• [Data excerpts]:
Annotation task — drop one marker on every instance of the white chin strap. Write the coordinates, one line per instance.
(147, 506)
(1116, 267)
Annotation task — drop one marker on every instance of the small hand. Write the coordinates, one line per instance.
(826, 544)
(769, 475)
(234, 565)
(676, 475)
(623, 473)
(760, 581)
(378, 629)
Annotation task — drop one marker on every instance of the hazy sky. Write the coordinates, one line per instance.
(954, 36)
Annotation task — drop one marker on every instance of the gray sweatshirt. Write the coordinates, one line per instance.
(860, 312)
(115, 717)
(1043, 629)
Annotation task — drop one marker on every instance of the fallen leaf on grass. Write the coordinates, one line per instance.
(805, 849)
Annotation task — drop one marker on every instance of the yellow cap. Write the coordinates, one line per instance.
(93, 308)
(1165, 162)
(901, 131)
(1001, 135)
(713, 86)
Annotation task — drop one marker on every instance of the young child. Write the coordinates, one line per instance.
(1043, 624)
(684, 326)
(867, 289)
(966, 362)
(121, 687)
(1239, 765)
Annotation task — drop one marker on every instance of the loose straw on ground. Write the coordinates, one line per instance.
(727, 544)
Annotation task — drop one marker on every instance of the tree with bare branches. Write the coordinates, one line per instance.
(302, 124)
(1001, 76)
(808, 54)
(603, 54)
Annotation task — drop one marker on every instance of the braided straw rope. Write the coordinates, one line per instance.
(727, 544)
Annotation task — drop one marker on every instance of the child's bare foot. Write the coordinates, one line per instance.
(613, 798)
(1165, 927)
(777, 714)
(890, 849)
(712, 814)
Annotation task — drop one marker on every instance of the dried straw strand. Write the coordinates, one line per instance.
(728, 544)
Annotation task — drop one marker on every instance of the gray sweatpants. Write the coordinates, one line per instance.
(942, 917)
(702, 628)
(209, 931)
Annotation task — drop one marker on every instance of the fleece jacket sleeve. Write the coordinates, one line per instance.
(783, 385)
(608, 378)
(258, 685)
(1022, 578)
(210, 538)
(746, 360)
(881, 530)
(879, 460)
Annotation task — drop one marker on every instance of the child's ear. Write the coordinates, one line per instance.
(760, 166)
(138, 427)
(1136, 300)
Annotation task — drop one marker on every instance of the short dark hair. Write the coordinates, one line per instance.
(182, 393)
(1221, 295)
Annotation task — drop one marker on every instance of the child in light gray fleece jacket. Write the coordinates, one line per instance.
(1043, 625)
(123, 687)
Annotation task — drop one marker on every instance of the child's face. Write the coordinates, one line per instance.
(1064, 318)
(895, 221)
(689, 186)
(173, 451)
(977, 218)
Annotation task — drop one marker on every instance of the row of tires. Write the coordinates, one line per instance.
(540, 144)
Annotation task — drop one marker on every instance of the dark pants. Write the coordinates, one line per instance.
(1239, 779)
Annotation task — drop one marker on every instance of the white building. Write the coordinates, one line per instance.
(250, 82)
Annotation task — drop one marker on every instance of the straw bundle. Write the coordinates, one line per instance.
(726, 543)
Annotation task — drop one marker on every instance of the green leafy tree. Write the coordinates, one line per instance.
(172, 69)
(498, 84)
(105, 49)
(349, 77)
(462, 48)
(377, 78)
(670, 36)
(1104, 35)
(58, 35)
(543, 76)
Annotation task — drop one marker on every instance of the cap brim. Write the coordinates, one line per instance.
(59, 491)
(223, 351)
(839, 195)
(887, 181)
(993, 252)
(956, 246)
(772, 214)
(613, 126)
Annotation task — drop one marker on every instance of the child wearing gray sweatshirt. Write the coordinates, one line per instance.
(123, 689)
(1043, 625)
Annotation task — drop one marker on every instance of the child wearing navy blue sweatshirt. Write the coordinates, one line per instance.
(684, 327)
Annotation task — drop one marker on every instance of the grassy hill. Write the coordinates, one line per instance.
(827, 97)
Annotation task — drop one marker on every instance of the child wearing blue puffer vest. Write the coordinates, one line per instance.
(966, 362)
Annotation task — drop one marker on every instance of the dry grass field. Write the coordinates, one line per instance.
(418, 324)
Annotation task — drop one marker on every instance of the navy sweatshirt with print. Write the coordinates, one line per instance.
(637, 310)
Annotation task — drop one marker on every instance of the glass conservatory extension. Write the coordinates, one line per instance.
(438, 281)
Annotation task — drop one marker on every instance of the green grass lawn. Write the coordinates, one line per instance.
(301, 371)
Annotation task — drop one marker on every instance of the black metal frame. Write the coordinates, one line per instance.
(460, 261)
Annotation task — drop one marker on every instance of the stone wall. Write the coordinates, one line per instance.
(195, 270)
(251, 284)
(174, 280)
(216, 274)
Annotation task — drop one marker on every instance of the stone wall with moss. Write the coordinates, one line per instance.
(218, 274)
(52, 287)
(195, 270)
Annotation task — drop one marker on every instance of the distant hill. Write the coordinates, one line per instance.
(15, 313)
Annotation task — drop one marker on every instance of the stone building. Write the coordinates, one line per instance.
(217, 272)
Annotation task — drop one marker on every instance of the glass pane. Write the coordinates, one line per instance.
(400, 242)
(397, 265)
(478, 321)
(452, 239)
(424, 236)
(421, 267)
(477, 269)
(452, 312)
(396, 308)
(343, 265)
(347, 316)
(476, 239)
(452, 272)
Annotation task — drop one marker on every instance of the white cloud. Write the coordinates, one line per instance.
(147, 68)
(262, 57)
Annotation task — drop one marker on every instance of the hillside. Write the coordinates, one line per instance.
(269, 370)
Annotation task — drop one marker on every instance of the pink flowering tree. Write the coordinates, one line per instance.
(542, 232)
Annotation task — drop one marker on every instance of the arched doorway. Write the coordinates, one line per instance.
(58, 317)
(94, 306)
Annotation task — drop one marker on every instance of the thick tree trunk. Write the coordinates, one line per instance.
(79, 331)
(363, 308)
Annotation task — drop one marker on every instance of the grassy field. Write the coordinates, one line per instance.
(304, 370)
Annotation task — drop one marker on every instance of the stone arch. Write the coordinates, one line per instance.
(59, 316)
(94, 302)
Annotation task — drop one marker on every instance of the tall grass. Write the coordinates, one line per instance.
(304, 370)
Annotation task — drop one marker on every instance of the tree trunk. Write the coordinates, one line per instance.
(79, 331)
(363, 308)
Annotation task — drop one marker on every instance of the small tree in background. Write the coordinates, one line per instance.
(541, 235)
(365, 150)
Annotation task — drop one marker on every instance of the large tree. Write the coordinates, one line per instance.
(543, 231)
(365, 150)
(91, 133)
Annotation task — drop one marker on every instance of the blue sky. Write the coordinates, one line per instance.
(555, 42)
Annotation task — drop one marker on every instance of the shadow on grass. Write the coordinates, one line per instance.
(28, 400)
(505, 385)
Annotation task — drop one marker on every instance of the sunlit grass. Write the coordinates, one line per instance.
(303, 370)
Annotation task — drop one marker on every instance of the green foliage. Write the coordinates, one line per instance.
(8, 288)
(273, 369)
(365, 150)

* * *

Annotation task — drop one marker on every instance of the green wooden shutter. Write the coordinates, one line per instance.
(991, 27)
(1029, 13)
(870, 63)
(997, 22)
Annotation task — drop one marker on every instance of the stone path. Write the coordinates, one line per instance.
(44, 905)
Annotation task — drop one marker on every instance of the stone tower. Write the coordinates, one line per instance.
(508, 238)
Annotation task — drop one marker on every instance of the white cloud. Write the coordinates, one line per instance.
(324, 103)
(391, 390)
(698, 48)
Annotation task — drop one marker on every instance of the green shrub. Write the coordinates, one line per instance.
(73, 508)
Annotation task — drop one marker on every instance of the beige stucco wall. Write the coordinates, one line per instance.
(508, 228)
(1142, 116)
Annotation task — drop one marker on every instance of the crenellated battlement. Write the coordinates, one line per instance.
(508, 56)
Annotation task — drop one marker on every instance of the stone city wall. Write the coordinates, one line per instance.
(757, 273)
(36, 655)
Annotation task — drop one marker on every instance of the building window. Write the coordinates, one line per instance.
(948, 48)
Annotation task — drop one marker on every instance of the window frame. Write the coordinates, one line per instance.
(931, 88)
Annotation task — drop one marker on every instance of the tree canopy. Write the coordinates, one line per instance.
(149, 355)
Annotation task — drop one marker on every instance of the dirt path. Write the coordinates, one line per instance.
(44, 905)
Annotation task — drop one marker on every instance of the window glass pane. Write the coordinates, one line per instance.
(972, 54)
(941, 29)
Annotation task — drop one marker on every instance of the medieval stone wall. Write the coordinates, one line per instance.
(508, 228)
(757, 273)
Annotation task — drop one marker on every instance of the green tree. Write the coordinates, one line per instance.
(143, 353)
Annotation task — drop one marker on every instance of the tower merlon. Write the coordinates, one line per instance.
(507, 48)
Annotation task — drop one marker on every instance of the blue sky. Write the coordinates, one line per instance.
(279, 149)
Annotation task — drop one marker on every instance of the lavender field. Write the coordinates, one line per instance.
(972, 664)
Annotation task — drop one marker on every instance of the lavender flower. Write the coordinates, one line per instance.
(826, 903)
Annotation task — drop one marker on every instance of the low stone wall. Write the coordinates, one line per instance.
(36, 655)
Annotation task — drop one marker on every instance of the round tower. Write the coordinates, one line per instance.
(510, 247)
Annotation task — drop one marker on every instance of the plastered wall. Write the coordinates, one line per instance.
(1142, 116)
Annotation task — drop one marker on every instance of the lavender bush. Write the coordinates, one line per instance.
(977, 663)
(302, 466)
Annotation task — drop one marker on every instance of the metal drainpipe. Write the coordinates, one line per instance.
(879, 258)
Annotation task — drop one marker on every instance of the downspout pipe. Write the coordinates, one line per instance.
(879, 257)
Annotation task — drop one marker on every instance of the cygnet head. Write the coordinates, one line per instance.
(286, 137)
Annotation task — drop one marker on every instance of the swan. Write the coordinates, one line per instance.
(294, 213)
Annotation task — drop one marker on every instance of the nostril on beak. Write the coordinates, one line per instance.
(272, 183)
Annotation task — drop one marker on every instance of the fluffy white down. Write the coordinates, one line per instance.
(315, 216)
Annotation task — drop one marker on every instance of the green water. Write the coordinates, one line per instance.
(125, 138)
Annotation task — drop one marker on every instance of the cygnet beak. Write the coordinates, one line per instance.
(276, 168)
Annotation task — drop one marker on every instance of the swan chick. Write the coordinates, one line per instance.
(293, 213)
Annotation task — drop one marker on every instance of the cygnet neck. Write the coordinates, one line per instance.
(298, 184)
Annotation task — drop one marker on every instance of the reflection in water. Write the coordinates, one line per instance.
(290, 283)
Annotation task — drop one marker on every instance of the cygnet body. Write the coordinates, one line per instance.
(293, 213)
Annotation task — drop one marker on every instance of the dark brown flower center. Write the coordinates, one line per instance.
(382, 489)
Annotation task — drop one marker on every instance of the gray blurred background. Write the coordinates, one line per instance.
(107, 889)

==

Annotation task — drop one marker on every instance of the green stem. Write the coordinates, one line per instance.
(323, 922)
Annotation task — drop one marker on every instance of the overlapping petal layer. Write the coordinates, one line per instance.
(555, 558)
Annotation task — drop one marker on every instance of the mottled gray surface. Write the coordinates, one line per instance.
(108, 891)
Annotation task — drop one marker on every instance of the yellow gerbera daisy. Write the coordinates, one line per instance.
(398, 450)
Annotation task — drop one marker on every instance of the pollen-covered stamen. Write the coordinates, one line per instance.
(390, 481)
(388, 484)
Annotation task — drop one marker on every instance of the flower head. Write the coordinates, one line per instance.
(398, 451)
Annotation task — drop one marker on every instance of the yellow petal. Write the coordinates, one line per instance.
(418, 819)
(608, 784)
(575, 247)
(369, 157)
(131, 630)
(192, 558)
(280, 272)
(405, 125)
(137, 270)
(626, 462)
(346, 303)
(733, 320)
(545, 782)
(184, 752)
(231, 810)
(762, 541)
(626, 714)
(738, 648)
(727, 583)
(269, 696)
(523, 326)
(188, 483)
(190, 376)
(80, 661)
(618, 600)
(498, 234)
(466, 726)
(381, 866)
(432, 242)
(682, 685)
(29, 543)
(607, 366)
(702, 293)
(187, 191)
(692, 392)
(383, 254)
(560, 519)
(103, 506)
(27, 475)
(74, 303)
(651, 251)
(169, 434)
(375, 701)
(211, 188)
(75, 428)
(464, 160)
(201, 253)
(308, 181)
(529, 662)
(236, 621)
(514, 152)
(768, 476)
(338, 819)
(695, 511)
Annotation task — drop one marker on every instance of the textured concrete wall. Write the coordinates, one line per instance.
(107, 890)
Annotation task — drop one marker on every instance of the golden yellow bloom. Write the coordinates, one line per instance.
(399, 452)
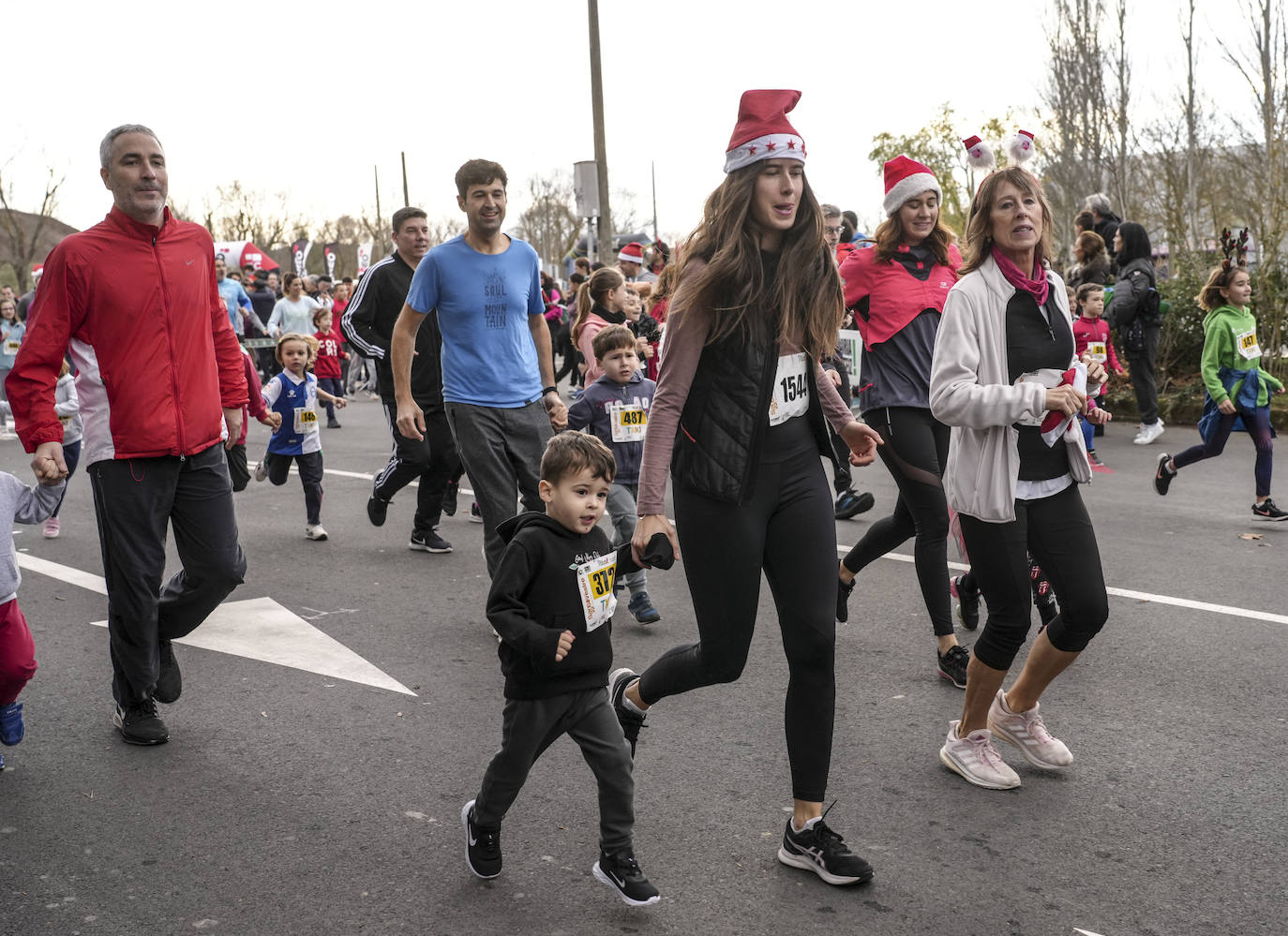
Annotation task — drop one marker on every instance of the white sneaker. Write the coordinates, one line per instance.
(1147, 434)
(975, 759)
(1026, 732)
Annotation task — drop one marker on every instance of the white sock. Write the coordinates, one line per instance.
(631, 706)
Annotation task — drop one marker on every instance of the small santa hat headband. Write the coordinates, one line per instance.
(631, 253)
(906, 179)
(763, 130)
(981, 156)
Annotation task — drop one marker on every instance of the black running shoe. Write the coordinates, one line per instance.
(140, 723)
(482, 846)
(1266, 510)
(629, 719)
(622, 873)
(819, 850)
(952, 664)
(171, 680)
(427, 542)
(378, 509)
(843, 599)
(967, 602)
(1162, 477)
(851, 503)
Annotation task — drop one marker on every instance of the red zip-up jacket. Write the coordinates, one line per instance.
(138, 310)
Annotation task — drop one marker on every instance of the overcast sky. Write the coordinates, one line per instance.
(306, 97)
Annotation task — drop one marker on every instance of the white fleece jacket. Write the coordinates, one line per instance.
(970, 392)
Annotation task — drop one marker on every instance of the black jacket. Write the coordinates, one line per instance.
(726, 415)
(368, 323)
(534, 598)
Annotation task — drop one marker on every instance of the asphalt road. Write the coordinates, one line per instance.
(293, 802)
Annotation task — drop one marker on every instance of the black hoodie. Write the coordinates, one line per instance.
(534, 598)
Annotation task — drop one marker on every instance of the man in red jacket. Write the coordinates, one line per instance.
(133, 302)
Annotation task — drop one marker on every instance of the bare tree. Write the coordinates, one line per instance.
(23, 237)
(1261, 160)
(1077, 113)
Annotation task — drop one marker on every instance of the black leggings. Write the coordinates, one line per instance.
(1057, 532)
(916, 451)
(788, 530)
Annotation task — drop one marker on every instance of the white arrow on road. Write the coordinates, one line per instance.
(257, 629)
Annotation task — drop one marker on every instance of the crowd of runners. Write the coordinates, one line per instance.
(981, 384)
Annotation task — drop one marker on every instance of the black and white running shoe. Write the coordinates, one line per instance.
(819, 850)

• [Goal]:
Copy out, word for word, the lines from the one containing "strap. Write the coordinates, one line per instance." through the one containing "(1116, 267)", including both of those lines.

• [Exercise answer]:
Annotation task — drop one marker on every instance of the white chin strap. Write the coordinates, one line per instance.
(147, 506)
(1116, 267)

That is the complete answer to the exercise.